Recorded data
....................

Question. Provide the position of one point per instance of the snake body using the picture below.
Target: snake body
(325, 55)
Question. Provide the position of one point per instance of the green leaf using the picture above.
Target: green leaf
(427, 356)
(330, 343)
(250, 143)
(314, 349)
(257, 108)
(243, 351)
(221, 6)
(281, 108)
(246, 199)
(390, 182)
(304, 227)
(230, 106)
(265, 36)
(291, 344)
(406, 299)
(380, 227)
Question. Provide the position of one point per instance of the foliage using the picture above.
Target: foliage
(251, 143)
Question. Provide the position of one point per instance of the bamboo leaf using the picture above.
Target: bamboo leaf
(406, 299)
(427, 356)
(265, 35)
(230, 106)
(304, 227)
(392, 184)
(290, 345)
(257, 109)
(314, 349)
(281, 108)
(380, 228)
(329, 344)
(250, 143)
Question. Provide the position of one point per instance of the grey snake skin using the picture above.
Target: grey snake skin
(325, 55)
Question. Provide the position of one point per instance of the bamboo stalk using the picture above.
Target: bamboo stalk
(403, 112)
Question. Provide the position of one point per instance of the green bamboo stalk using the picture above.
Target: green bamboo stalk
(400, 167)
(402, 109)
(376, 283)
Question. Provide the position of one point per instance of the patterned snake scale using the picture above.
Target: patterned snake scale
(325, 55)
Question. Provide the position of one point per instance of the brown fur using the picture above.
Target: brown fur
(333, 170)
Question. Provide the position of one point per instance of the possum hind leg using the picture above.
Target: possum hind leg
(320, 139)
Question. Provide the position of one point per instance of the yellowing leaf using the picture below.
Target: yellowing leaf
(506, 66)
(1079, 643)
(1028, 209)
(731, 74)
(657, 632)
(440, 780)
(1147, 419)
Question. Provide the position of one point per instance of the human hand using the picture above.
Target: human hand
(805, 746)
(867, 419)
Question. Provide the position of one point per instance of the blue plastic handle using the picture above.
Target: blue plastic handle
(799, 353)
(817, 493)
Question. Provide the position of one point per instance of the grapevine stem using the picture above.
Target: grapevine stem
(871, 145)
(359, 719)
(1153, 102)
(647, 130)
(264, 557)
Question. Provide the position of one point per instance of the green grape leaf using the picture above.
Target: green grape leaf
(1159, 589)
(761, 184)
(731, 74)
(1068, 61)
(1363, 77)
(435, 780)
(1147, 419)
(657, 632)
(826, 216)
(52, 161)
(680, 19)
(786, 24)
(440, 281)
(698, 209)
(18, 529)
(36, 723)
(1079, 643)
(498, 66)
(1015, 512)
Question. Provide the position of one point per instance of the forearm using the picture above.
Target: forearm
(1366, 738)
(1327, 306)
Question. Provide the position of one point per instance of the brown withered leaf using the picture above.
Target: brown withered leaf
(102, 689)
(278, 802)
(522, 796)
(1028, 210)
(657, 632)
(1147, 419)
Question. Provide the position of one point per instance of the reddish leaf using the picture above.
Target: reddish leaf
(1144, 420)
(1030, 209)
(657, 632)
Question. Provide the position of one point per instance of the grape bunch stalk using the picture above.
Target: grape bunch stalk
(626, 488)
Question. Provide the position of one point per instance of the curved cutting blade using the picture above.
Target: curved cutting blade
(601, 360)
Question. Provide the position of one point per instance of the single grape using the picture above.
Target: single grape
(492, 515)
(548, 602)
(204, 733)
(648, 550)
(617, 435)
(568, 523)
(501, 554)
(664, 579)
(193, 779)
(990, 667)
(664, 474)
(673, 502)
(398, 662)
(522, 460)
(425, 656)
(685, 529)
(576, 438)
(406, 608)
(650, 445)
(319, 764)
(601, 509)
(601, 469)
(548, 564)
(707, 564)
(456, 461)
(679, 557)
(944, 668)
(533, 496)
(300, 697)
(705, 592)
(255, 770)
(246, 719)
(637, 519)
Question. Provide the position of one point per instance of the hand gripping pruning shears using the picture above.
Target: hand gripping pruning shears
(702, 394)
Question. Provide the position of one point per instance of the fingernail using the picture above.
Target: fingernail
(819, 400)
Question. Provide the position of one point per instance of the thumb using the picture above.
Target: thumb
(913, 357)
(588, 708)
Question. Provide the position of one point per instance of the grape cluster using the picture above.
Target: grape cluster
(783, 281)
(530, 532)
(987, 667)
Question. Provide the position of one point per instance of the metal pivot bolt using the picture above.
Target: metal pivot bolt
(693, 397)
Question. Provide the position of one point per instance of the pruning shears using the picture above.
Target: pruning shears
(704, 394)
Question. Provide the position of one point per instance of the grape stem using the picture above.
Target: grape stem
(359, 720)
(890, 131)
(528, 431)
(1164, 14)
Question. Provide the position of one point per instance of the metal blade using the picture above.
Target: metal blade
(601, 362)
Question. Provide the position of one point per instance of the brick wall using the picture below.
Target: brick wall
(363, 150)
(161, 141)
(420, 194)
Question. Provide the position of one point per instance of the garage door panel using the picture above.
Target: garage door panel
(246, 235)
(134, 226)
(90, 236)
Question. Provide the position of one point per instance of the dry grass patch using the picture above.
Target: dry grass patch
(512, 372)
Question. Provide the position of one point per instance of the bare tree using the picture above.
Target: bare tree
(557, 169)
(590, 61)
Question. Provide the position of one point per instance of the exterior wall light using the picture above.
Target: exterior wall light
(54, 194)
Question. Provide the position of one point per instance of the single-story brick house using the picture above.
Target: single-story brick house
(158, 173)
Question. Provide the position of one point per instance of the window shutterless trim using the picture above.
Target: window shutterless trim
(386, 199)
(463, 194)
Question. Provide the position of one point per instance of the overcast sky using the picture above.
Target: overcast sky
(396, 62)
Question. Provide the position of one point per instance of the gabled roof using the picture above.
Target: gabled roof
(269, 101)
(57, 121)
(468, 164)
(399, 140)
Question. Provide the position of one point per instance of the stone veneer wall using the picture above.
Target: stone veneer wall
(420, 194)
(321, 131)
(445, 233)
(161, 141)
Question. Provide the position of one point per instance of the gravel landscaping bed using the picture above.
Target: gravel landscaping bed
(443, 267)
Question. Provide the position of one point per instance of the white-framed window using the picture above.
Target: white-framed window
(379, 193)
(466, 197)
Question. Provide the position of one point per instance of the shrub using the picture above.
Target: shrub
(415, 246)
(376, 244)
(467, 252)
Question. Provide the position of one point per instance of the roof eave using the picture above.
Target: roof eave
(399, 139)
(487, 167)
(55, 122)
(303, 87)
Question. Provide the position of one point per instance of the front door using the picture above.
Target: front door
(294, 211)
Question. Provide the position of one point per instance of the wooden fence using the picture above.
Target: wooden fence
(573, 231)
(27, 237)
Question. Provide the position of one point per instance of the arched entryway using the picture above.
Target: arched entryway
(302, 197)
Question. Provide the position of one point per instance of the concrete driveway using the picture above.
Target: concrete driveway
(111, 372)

....................

Output each line of the data exactly as it stands above.

SOLVED EXERCISE ▸
Question. Provide the position of one point per instance of the snake body using the picture below.
Target: snake body
(325, 55)
Question. Provide the position of one point per instance of the green leaf using the picture above.
Target: green leaf
(427, 356)
(330, 343)
(250, 143)
(314, 349)
(257, 108)
(243, 351)
(221, 6)
(281, 108)
(246, 199)
(390, 182)
(304, 227)
(230, 106)
(265, 36)
(291, 344)
(406, 299)
(380, 227)
Question. Provide the position of one point per instance of the foliage using the picture above.
Target: foliage
(251, 143)
Question. Provide the position of one point per instance of the bamboo leaf using the picture above.
Target: bamboo leaf
(406, 299)
(427, 356)
(265, 35)
(230, 106)
(304, 227)
(392, 184)
(290, 345)
(257, 109)
(314, 349)
(281, 108)
(380, 228)
(329, 344)
(250, 143)
Question. Provide the position of one point per instance of the grey snake skin using the picture above.
Target: grey snake skin
(325, 55)
Question. Provide the position of one point per instance of the bamboo stalk using the picture above.
Target: bamboo stalk
(403, 112)
Question. Provide the position of one point per instance of the green bamboo stalk using the picture above.
Target: green bamboo stalk
(400, 167)
(402, 109)
(376, 283)
Question. Provide the position of one point per instance of the patterned snake scale using the picture above.
Target: patterned snake scale
(325, 55)
Question. Provide the position of one point per instance of the brown fur using the picture above.
Target: brown fur
(333, 170)
Question. Provide the position of one point per instance of the possum hind leg using the picture above.
Target: possum hind leg
(320, 139)
Question. Provide the position of one point per instance of the yellowing leaf using the picture below.
Target: yellowing leaf
(506, 66)
(1079, 643)
(1028, 209)
(731, 74)
(657, 632)
(440, 780)
(1147, 419)
Question. Provide the position of one point per instance of the human hand using the picture above.
Target: human hand
(805, 746)
(867, 419)
Question. Provide the position of one point per instance of the blue plastic handle using the picture above.
Target: blue plastic handle
(799, 353)
(817, 493)
Question. Provide the position of one point per instance of the grapevine stem using the picture above.
Target: grapevine stem
(871, 145)
(359, 719)
(1153, 102)
(647, 130)
(264, 557)
Question. Provide the position of one point per instance of the green grape leaf using the picture above.
Target: green grape leaf
(1159, 589)
(761, 184)
(731, 74)
(1068, 61)
(1363, 77)
(435, 780)
(1147, 419)
(657, 632)
(826, 216)
(52, 161)
(680, 19)
(786, 24)
(440, 281)
(698, 209)
(18, 529)
(36, 723)
(1079, 643)
(498, 66)
(1015, 512)
Question. Provide the position of one point per instance of the forearm using the picture above.
Target: forearm
(1366, 738)
(1327, 306)
Question. Provide the position of one point per instance of the brown withered leaf using the picture above.
Target: brown withered leaf
(102, 689)
(278, 802)
(522, 796)
(1028, 210)
(657, 632)
(1147, 419)
Question. Provide the position of one point per instance of the reddish leaf using the picture above.
Target: reddish leaf
(1144, 420)
(1030, 209)
(657, 632)
Question. Provide the position of one point per instance of the grape bunch stalk using the picture above.
Target: grape bunch stalk
(626, 488)
Question. Provide the position of one point per instance of the curved cutting blade using the picture above.
Target: curved cutting blade
(601, 360)
Question. Provide the position of one point per instance of the single grape using the picture above.
Target: single grape
(492, 515)
(548, 602)
(204, 733)
(648, 550)
(617, 435)
(568, 523)
(501, 554)
(664, 579)
(193, 779)
(990, 667)
(664, 474)
(673, 502)
(398, 662)
(522, 460)
(425, 656)
(685, 529)
(576, 438)
(406, 608)
(650, 445)
(319, 764)
(601, 509)
(601, 469)
(548, 564)
(707, 564)
(456, 461)
(679, 557)
(944, 668)
(533, 496)
(300, 697)
(705, 592)
(255, 770)
(246, 719)
(637, 519)
Question. Provide the position of one point per instance of the hand gripping pruning shears using the picture above.
Target: hand gripping pruning shears
(702, 394)
Question. Provide the position of one point per instance of the fingernail using the picture above.
Target: fingernail
(819, 400)
Question. Provide the position of one point per instance of the thumb using the picture above.
Target: thumb
(913, 357)
(588, 708)
Question. Provide the position of one point per instance of the grape cluster using the picture above.
Target: grape cluster
(783, 281)
(530, 532)
(987, 667)
Question. Provide the position of one point per instance of the metal pivot bolt using the picture above.
Target: metal pivot bolt
(693, 397)
Question. Provide the position of one point per instance of the pruning shears using the picture above.
Target: pruning shears
(704, 394)
Question. Provide the position of one point per instance of the grape stem using the picture above.
Target: grape stem
(359, 720)
(890, 131)
(528, 431)
(1164, 14)
Question. Provide the position of one point per instance of the metal blade using the picture above.
Target: metal blade
(601, 362)
Question. Provide the position of one point per instance of the brick wall using the picture below.
Target: brick wall
(363, 150)
(161, 141)
(420, 194)
Question. Provide the position of one point per instance of the garage door panel using the picture above.
Target: garage door panel
(246, 235)
(134, 226)
(90, 236)
Question. Provide the position of one point per instance of the dry grass patch using the picture above.
Target: dry grass patch
(512, 372)
Question. Provide the position of one point per instance of the bare tree using the picture above.
Target: bare tree
(557, 169)
(590, 61)
Question. Provide the position of one point per instance of the exterior wall light using the picture above.
Target: exterior wall light
(54, 194)
Question. Provide the position of one point per instance of the single-story brick house using the picture above.
Target: single-story brick house
(158, 173)
Question. Provide the position of one point per instance of the window shutterless trim using the picture above.
Target: window shutterless trim
(386, 199)
(463, 194)
Question. Provide the position of one point per instance of the overcast sky using the picture above.
Target: overcast sky
(396, 62)
Question. Provide the position of one point per instance of the gabled roof using the picture above.
Target: gabled roof
(269, 101)
(57, 121)
(468, 164)
(399, 140)
Question. Provide the position of one point per instance of the stone veneer wall using the picture above.
Target: stone veneer wall
(420, 194)
(321, 131)
(445, 233)
(161, 141)
Question. Provide the position of one point per instance of the gravel landscaping bed using the picture above.
Target: gravel landscaping bed
(443, 267)
Question. Provide the position of one point per instance of the white-framed window using the picture above.
Target: white-framed window
(379, 193)
(466, 197)
Question. Provide the position of one point per instance of the shrub using the picture above.
Target: shrub
(415, 246)
(376, 244)
(467, 252)
Question. Provide the position of one point per instance of the roof eave using the picture above.
Target: roof eave
(399, 139)
(487, 167)
(55, 122)
(303, 87)
Question. Provide the position of one point per instance of the front door using the picture above.
Target: front door
(294, 211)
Question. Provide the position of one point per instance of the wooden fence using the picture above.
Target: wooden fence
(573, 231)
(27, 237)
Question. Provide the position of one point per instance of the arched entryway using the picture above.
Target: arched entryway
(302, 197)
Question. Provide the position of one point per instance of the concrete driveway using the picture above.
Target: concrete driveway
(111, 372)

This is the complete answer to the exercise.